PROBLEM REQUIREMENTS:
Please reproduce the following items line for line, with no changes.

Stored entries
────
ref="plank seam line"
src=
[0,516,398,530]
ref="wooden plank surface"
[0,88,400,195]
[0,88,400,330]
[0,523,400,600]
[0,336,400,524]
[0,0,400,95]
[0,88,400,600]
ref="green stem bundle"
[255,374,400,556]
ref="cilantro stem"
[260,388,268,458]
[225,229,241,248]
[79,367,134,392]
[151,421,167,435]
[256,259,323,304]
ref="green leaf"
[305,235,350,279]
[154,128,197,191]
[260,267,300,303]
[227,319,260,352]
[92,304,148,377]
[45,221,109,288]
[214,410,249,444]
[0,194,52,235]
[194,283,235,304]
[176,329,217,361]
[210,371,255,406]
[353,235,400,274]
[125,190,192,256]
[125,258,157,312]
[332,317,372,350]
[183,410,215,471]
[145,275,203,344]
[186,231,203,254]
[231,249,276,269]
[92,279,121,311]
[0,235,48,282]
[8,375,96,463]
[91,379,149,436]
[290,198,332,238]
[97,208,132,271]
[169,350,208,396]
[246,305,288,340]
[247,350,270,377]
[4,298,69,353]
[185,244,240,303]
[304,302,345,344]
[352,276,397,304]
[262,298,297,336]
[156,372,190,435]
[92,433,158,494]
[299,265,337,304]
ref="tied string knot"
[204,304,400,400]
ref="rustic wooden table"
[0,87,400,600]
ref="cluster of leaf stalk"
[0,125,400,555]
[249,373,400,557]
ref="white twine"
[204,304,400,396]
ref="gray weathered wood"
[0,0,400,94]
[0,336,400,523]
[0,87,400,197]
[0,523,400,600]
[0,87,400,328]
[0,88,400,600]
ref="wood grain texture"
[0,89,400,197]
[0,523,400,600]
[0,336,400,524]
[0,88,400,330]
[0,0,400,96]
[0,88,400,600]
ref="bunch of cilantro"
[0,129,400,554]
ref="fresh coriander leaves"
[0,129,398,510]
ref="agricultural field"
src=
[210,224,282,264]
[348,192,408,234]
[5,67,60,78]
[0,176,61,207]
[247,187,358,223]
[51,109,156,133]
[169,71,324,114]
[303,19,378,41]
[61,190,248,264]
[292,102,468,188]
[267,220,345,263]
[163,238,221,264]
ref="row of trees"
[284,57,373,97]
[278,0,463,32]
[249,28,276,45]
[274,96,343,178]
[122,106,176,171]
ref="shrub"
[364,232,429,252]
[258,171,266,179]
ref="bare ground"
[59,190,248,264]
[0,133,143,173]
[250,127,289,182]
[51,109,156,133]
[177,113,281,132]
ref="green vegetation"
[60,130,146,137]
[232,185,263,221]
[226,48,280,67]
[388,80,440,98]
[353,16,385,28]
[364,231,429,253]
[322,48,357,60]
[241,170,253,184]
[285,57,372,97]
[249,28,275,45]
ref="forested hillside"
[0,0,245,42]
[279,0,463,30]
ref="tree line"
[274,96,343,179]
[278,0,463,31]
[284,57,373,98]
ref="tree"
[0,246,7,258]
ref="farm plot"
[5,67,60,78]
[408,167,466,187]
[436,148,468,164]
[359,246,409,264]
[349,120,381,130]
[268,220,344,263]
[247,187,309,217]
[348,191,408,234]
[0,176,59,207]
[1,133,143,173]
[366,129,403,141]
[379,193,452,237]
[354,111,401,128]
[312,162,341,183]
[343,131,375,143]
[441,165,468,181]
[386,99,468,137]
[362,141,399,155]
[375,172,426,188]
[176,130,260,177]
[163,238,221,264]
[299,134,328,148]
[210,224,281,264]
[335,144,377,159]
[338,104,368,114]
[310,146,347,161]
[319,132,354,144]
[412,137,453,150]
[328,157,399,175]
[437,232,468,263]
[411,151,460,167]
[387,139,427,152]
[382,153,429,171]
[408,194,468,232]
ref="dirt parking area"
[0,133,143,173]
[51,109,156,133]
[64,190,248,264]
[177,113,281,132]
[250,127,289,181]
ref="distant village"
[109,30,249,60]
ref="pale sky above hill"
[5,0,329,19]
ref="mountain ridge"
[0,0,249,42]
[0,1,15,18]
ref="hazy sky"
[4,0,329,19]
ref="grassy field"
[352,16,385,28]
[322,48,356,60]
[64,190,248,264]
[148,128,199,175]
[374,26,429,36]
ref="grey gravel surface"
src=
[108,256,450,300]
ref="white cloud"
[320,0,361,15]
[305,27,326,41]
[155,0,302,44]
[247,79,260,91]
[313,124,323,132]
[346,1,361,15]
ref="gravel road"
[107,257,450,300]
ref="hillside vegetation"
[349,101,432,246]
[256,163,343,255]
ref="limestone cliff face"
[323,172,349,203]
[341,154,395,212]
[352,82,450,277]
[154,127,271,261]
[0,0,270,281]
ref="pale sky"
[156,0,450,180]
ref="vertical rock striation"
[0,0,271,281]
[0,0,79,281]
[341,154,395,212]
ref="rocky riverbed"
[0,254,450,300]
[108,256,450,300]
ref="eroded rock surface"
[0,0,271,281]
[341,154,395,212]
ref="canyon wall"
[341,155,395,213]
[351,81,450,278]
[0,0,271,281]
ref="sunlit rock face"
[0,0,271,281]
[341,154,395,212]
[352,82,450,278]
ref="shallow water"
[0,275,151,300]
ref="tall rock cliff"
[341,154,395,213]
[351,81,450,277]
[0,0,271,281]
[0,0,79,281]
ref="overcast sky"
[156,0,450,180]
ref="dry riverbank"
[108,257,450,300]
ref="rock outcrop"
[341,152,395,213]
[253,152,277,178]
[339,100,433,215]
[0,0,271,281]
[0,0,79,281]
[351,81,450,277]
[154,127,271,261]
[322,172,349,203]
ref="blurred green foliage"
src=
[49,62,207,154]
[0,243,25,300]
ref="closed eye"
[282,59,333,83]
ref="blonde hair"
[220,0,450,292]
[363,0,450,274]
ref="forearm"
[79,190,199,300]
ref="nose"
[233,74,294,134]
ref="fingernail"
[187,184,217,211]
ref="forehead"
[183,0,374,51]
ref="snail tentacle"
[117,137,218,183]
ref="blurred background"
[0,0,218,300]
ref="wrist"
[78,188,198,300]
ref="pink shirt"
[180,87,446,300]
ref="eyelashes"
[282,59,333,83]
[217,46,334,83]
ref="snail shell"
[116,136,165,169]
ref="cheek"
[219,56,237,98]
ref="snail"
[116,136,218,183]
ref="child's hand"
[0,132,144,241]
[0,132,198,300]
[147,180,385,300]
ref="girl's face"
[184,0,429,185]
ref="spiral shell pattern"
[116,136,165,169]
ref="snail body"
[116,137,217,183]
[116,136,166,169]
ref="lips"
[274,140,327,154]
────
RESULT:
ref="plank seam line"
src=
[0,516,398,530]
ref="wooden plank surface"
[0,88,400,195]
[0,88,400,330]
[0,523,400,600]
[0,336,400,524]
[0,0,400,95]
[0,88,400,600]
ref="green stem bundle"
[255,374,400,556]
ref="cilantro stem"
[260,388,268,458]
[225,229,241,248]
[79,367,134,392]
[151,421,167,435]
[256,259,323,304]
ref="green leaf"
[305,235,350,279]
[154,128,197,191]
[260,267,300,303]
[227,319,260,352]
[92,304,148,377]
[45,221,109,288]
[214,410,249,444]
[0,194,52,235]
[194,283,235,304]
[176,329,217,361]
[210,371,255,406]
[353,235,400,274]
[125,190,192,256]
[125,258,157,312]
[332,317,372,350]
[183,410,215,471]
[145,275,203,344]
[186,231,203,254]
[231,249,276,269]
[92,279,121,311]
[0,235,48,282]
[8,375,96,463]
[91,379,149,436]
[290,198,332,238]
[97,208,132,271]
[169,350,208,396]
[246,305,288,340]
[247,350,270,377]
[4,298,69,353]
[185,244,240,303]
[304,302,345,344]
[352,276,397,304]
[262,298,297,336]
[156,372,190,435]
[92,433,158,494]
[299,265,337,304]
ref="tied string knot"
[204,304,400,400]
ref="rustic wooden table"
[0,87,400,600]
ref="cluster of leaf stalk"
[0,125,400,555]
[249,373,400,557]
ref="white twine"
[204,304,400,396]
ref="gray weathered wood"
[0,0,400,94]
[0,336,400,523]
[0,87,400,197]
[0,523,400,600]
[0,87,400,328]
[0,88,400,600]
ref="wood grain texture"
[0,89,400,197]
[0,523,400,600]
[0,336,400,524]
[0,88,400,330]
[0,0,400,96]
[0,88,400,600]
ref="bunch of cilantro"
[0,129,400,554]
ref="fresh coriander leaves"
[0,129,398,510]
ref="agricultural field"
src=
[210,224,282,264]
[348,192,408,234]
[5,67,60,78]
[0,176,61,207]
[247,187,358,223]
[51,109,156,133]
[169,71,324,114]
[303,19,378,41]
[61,190,248,264]
[292,102,468,188]
[267,220,345,263]
[163,238,221,264]
ref="row of trees"
[284,57,373,97]
[278,0,463,32]
[249,28,276,45]
[274,96,343,178]
[122,106,176,171]
ref="shrub"
[364,232,429,252]
[258,171,266,179]
ref="bare ground"
[59,190,248,264]
[0,133,143,173]
[250,127,289,182]
[51,109,156,133]
[177,113,281,132]
ref="green vegetation"
[60,130,146,137]
[232,185,263,221]
[226,48,280,67]
[388,80,440,98]
[353,16,385,28]
[364,231,429,253]
[322,48,357,60]
[241,170,253,184]
[285,57,372,97]
[249,28,275,45]
ref="forested hillside"
[0,0,245,42]
[279,0,463,30]
ref="tree line"
[274,96,343,179]
[278,0,463,31]
[284,57,373,98]
ref="tree"
[0,246,7,258]
ref="farm plot"
[5,67,60,78]
[408,167,466,187]
[436,148,468,164]
[359,246,409,264]
[349,120,381,130]
[268,220,344,263]
[247,187,309,217]
[348,191,408,234]
[0,176,59,207]
[1,133,143,173]
[366,129,403,141]
[379,193,452,237]
[354,111,401,128]
[312,162,341,183]
[343,131,375,143]
[441,165,468,181]
[386,99,468,137]
[362,141,399,155]
[375,172,426,188]
[176,130,260,177]
[163,238,221,264]
[299,134,328,148]
[210,224,281,264]
[335,144,377,159]
[338,104,368,114]
[310,146,347,161]
[319,132,354,144]
[412,137,453,150]
[328,157,399,175]
[437,232,468,263]
[411,151,460,167]
[387,139,427,152]
[382,153,429,171]
[408,194,468,232]
ref="dirt parking area"
[0,133,143,173]
[51,109,156,133]
[64,190,248,264]
[177,113,281,132]
[250,127,289,181]
ref="distant village"
[109,30,249,60]
ref="pale sky above hill"
[5,0,329,19]
ref="mountain ridge"
[0,0,249,42]
[0,1,15,18]
ref="hazy sky"
[4,0,329,19]
ref="grassy field"
[352,16,385,28]
[322,48,356,60]
[64,190,248,264]
[148,128,199,175]
[374,26,429,36]
ref="grey gravel surface"
src=
[108,256,450,300]
ref="white cloud"
[320,0,361,15]
[305,27,326,41]
[155,0,302,44]
[247,79,260,91]
[313,124,323,132]
[346,1,361,15]
ref="gravel road"
[107,257,450,300]
ref="hillside vegetation"
[349,101,432,246]
[256,163,343,255]
ref="limestone cliff face"
[323,172,349,203]
[341,154,395,212]
[352,82,450,277]
[154,127,271,261]
[0,0,270,281]
ref="pale sky"
[156,0,450,180]
ref="vertical rock striation"
[0,0,271,281]
[0,0,79,281]
[341,154,395,212]
ref="rocky riverbed"
[0,254,450,300]
[108,256,450,300]
ref="eroded rock surface"
[0,0,271,281]
[341,154,395,212]
ref="canyon wall"
[341,155,395,213]
[351,81,450,278]
[0,0,271,281]
ref="sunlit rock face"
[0,0,271,281]
[341,154,395,212]
[352,82,450,278]
ref="shallow water"
[0,275,151,300]
ref="tall rock cliff"
[341,154,395,213]
[351,81,450,277]
[0,0,271,281]
[0,0,79,281]
ref="overcast sky"
[156,0,450,180]
ref="dry riverbank"
[108,257,450,300]
ref="rock outcrop"
[341,152,395,213]
[253,152,277,178]
[339,100,433,215]
[0,0,271,281]
[0,0,79,281]
[351,81,450,277]
[154,127,271,261]
[322,172,349,203]
ref="blurred green foliage"
src=
[49,62,207,154]
[0,243,25,300]
ref="closed eye"
[282,59,333,83]
ref="blonde hair"
[220,0,450,292]
[363,0,450,274]
ref="forearm"
[79,190,199,300]
ref="nose"
[233,74,294,134]
ref="fingernail"
[187,184,217,211]
ref="forehead"
[183,0,374,51]
ref="snail tentacle"
[117,137,218,183]
ref="blurred background"
[0,0,218,300]
ref="wrist"
[78,188,198,300]
ref="pink shirt"
[180,87,446,300]
ref="eyelashes"
[282,59,333,83]
[217,46,334,83]
ref="snail shell"
[116,136,165,169]
ref="cheek"
[219,56,237,98]
ref="snail"
[116,136,218,183]
ref="child's hand"
[0,132,144,241]
[0,132,198,300]
[147,180,385,300]
ref="girl's face"
[184,0,429,185]
ref="spiral shell pattern"
[116,136,165,169]
ref="snail body"
[116,137,217,183]
[116,136,166,169]
ref="lips"
[274,140,327,154]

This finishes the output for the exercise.